───── Data listing ─────
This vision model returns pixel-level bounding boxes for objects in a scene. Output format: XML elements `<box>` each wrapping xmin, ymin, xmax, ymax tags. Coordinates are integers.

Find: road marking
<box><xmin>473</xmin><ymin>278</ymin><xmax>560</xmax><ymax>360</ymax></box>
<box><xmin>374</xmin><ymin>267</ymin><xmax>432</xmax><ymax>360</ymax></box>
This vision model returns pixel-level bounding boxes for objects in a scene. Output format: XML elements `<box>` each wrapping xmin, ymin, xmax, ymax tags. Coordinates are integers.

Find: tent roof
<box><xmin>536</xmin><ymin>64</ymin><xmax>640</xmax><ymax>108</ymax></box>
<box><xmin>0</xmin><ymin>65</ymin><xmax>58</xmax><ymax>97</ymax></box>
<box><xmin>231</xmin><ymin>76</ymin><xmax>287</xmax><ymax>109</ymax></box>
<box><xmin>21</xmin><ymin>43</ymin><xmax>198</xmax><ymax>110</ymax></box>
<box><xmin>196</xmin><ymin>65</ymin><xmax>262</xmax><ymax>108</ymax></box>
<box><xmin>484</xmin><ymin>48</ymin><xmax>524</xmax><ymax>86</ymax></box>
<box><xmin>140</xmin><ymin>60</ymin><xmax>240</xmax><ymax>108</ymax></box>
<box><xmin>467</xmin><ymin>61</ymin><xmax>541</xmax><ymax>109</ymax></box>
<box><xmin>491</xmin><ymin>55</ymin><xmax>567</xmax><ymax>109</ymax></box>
─────
───── Data listing ─────
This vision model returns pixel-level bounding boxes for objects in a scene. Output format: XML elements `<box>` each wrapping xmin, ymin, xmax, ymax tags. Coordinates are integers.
─────
───── Data listing ─────
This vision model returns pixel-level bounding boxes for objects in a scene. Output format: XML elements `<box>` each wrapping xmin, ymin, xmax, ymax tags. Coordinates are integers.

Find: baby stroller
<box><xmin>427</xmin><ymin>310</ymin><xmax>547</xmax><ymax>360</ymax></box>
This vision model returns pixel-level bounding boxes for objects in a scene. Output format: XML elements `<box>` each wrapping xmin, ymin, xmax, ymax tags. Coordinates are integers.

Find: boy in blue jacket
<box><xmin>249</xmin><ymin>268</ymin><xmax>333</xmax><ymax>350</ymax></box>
─────
◆ Task statement ◆
Please locate each line in the rows above that contains the word "Find" and copy those lines.

◆ Correct result ◆
Find: road marking
Find: tent roof
Find: baby stroller
Find: boy in blue jacket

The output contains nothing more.